### Items ###

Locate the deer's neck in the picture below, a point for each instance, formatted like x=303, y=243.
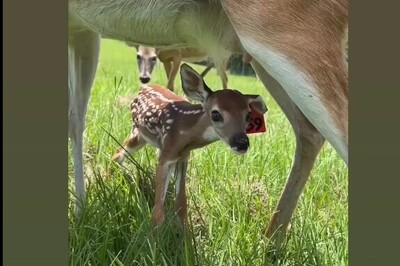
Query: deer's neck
x=201, y=133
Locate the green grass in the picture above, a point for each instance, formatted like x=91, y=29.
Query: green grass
x=230, y=197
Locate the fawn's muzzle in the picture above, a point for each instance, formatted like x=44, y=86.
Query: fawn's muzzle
x=239, y=143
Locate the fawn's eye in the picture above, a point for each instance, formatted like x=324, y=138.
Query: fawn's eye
x=248, y=117
x=216, y=116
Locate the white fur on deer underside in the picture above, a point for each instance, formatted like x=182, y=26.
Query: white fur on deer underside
x=300, y=89
x=150, y=21
x=210, y=134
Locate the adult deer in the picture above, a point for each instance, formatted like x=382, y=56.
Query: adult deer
x=171, y=59
x=175, y=126
x=298, y=53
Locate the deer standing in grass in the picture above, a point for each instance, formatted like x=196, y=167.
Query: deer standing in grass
x=297, y=49
x=176, y=127
x=171, y=59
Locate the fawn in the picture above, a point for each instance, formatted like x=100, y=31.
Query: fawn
x=175, y=126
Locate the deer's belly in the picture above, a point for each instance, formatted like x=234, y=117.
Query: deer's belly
x=142, y=21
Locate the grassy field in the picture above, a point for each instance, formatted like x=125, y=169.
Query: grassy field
x=230, y=197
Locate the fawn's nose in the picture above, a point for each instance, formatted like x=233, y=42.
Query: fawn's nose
x=240, y=143
x=144, y=79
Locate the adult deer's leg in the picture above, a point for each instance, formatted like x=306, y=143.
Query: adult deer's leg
x=308, y=144
x=132, y=144
x=305, y=54
x=83, y=52
x=222, y=73
x=167, y=67
x=176, y=62
x=181, y=201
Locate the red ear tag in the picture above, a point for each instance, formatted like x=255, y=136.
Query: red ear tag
x=257, y=123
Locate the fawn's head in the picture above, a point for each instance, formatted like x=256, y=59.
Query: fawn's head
x=228, y=110
x=147, y=59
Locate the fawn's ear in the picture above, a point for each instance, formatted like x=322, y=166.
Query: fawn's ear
x=193, y=84
x=256, y=102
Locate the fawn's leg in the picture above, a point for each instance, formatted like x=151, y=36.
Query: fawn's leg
x=132, y=144
x=181, y=202
x=163, y=174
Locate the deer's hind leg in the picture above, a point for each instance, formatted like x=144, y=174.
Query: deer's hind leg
x=132, y=144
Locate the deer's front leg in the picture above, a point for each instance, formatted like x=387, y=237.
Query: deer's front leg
x=175, y=67
x=163, y=173
x=181, y=202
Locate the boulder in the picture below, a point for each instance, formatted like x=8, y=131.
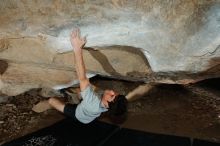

###

Reproduce only the entries starting with the line that contains "Locate the grassy" and going on through the end of the entries, and add -115 to every coordinate in the answers. Keep all other text as it is, and leave the pictures out.

* Answer to the problem
Locate the grassy field in the picture above, a point for each instance, formatted like x=125, y=169.
Query: grassy field
x=115, y=82
Locate the fawn's nose in the picture above, a point for each instance, formatted like x=233, y=42.
Query: fawn's nose
x=125, y=28
x=29, y=-36
Locate the adult deer's leg in the picture above, a point for each instance, formatted like x=306, y=143.
Query: adult deer's leg
x=193, y=29
x=17, y=29
x=190, y=-61
x=-32, y=-63
x=107, y=-42
x=52, y=-48
x=61, y=-53
x=66, y=86
Locate the red ear tag in the picture above, a point for each instance, formatted like x=255, y=136.
Query: red ear tag
x=142, y=8
Locate the fawn's head in the picture above, a point for each instance, formatted like x=256, y=59.
Query: fawn's head
x=113, y=-5
x=32, y=-56
Locate the fawn's ear in the picture above, a point for each instance, formatted like x=322, y=166.
Query: fawn's ear
x=78, y=-31
x=141, y=-13
Locate the fawn's leg in the picture above, a point for each instance, formatted like x=151, y=36.
Query: fawn's leg
x=17, y=29
x=66, y=87
x=48, y=59
Locate the deer's hind leg in the picture above, a point for each instance, formatted like x=144, y=174.
Query: deer's hind leg
x=17, y=29
Locate the deer's front leg in the picture above, a point for each instance, formatted like x=387, y=237.
Query: deer's front leg
x=60, y=-48
x=48, y=58
x=66, y=87
Locate the boulder in the picture below, a point for each instance, formatted like x=8, y=131.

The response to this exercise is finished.